§ Stated problem 1
Please rewrite the portion of the complex measures page starting at "A complex-valued function" and ending at "of the set.", putting "σ-algebra" wherever "sigma algebra" appears.
§ Stated problem 2
Write the next part of the complex measures page, picking up after its final sentence.

§ Source document
-------------------------

Complex Measures

Why

We allow measures to take complex values.¹ The follow development is analogous to the real case.

Definition

A complex-valued function on a sigma algebra is countably additive if the result of the function applied to the union of a disjoint countable family of distinguished sets is the limit of the partial sums of the results of the function applied to each of the sets individually. The limit of the partial sums must exist irregardless of the summand order.

A complex measure is an complex-valued function on a sigma algebra that is (1) zero on the empty set and (2) countably additive. We call the result of the function applied to a set in the sigma algebra the complex measure (or when no ambiguity arises, the measure) of the set.

-------------------------

§ Data shown
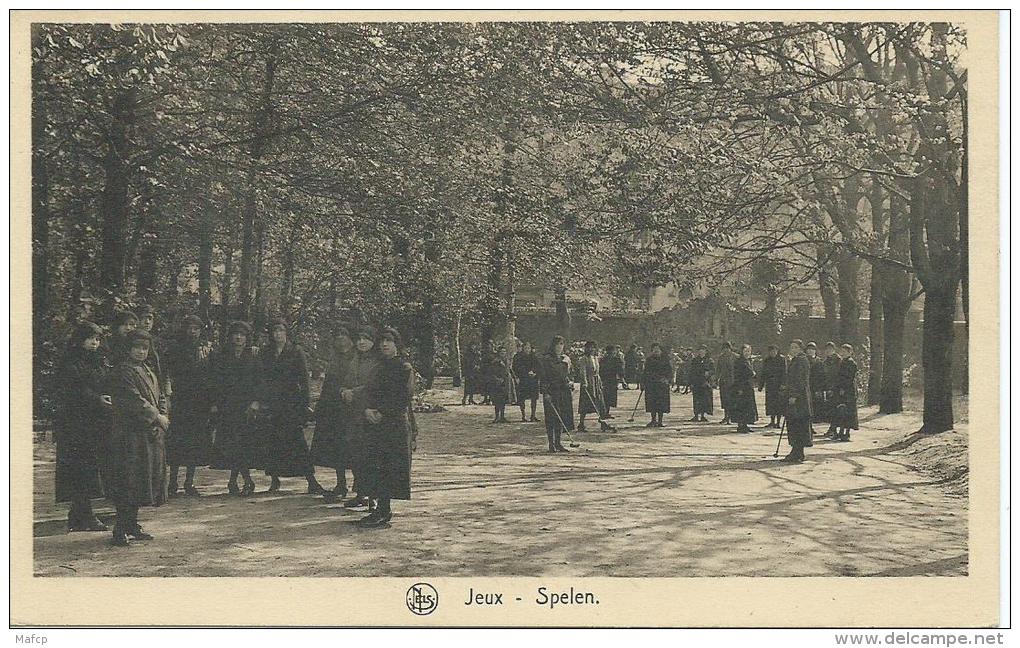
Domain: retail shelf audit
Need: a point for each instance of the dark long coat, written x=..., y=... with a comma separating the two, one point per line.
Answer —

-------------------------

§ Task answer 1
A complex-valued function on a σ-algebra is countably additive if the result of the function applied to the union of a disjoint countable family of distinguished sets is the limit of the partial sums of the results of the function applied to each of the sets individually. The limit of the partial sums must exist irregardless of the summand order.

A complex measure is an complex-valued function on a σ-algebra that is (1) zero on the empty set and (2) countably additive. We call the result of the function applied to a set in the σ-algebra the complex measure (or when no ambiguity arises, the measure) of the set.

§ Task answer 2
Since the codomain of a complex measures is the set of complex numbers, the sum corresponding to every countable union must be absolutely convergent (?).²

Notation

We denote complex measures by $\mu $ a mnemonic for “measure.” Let $C$ denote the set of complex numbers. Let $(X, \mathcal{A} )$ be a measurable space and let $\mu : \mathcal{A} \to C$. Then $\mu $ is a complex measure if

1. $\mu (\varnothing) = 0$ and
2. $\mu (\cup_{i} A_i) = \lim_{n \to \infty} \sum_{k = 1}^{n} \mu (A_k)$
for all disjoint families $\seq{A}$.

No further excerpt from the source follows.